FXの法人化をするメリットは?
「欠損金を10年間繰り越しできる」「経費の範囲を拡大できる」「決算期の選択が自由になる」「他事業との損益通算が可能になる」といったメリットがあります。
FXの法人化をするデメリットは?
「設立・維持に費用がかかる」「会社のお金を自由に使えない」「社会保険料コストがかかる」「赤字でも納税義務が発生」といったデメリットがあります。
「欠損金を10年間繰り越しできる」「経費の範囲を拡大できる」「決算期の選択が自由になる」「他事業との損益通算が可能になる」といったメリットがあります。
「設立・維持に費用がかかる」「会社のお金を自由に使えない」「社会保険料コストがかかる」「赤字でも納税義務が発生」といったデメリットがあります。
FXの法人化を目指す目的は、「節税」と「ハイレバレッジ」にあると言われます。しかし、節税には必ずクリアすべき条件がつきますし、レバレッジの高さは、「益」だけではなく相応のリスクにつながるため、過去に50倍、25倍と相次いで規制が強化されてきました。
これらの事情を踏まえ、以下、解説を進めていきます。

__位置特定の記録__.
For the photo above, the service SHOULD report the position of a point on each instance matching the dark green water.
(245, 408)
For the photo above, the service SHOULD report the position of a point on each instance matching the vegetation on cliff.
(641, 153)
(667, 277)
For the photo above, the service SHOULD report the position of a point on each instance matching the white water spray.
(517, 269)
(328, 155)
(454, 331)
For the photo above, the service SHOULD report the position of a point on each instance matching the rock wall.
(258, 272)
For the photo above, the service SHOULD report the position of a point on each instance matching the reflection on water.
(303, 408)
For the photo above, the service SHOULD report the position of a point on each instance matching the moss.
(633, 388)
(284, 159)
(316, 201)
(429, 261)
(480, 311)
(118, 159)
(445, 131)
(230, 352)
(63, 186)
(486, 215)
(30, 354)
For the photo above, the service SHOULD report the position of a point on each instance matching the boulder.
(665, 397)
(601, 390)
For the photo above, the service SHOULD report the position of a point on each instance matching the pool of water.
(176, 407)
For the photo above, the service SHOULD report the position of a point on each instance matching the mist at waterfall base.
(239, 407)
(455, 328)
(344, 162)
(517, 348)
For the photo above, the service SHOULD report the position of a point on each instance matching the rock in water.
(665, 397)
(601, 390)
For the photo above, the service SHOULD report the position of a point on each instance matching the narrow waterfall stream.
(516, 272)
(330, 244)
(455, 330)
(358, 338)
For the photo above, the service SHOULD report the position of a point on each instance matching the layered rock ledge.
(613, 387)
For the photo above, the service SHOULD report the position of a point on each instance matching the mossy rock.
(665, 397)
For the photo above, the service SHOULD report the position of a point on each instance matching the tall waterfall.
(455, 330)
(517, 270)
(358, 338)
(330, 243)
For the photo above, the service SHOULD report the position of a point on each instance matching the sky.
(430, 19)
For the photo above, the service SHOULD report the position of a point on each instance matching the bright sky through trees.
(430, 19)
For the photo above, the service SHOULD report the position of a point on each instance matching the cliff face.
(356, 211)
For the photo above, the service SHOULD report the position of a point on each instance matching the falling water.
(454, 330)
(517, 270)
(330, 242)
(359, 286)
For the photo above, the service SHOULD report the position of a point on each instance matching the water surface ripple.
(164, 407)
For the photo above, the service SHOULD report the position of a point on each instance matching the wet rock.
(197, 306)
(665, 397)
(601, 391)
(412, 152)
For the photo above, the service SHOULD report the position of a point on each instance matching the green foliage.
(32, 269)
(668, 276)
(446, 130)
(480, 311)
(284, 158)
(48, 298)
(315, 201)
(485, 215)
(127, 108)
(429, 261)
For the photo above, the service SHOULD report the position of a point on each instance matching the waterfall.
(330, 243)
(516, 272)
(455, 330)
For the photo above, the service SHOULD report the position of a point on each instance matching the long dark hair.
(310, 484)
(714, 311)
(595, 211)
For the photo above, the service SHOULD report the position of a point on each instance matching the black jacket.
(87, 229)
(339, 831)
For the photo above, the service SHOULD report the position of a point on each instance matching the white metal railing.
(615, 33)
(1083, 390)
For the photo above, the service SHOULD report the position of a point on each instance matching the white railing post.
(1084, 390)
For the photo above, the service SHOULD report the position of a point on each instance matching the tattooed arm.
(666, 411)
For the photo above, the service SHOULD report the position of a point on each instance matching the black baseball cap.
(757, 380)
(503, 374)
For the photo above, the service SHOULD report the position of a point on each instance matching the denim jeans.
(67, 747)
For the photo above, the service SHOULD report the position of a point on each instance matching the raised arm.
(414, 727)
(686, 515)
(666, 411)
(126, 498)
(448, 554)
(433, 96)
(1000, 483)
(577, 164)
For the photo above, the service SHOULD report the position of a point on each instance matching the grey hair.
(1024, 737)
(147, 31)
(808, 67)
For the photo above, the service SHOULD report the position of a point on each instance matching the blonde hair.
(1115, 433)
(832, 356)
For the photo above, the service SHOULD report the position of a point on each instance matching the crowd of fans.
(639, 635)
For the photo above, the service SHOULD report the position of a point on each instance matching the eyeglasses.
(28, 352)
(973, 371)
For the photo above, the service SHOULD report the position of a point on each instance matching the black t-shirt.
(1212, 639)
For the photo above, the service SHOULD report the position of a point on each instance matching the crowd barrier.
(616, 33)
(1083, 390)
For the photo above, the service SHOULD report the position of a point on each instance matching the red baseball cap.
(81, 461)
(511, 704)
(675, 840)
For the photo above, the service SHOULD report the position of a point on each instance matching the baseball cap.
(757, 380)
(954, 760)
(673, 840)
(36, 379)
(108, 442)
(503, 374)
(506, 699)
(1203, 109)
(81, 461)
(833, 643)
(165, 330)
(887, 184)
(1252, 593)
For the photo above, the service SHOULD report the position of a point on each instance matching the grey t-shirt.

__取り組む課題__.
**1)** FXの法人化についての引用文によると、FXの法人化を目指す目的は何にあると言われていますか。
**2)** FXの法人化についての引用文から、「FXの法人化をするデメリットは?」から「これらの事情を踏まえ、以下、解説を進めていきます。」までを、その語句も含めて一字一句そのまま書き写しなさい。

__練習問題の解答__.
**1)** 「節税」と「ハイレバレッジ」にあると言われています。

**2)**
FXの法人化をするデメリットは?
「設立・維持に費用がかかる」「会社のお金を自由に使えない」「社会保険料コストがかかる」「赤字でも納税義務が発生」といったデメリットがあります。
「欠損金を10年間繰り越しできる」「経費の範囲を拡大できる」「決算期の選択が自由になる」「他事業との損益通算が可能になる」といったメリットがあります。
「設立・維持に費用がかかる」「会社のお金を自由に使えない」「社会保険料コストがかかる」「赤字でも納税義務が発生」といったデメリットがあります。
FXの法人化を目指す目的は、「節税」と「ハイレバレッジ」にあると言われます。しかし、節税には必ずクリアすべき条件がつきますし、レバレッジの高さは、「益」だけではなく相応のリスクにつながるため、過去に50倍、25倍と相次いで規制が強化されてきました。
これらの事情を踏まえ、以下、解説を進めていきます。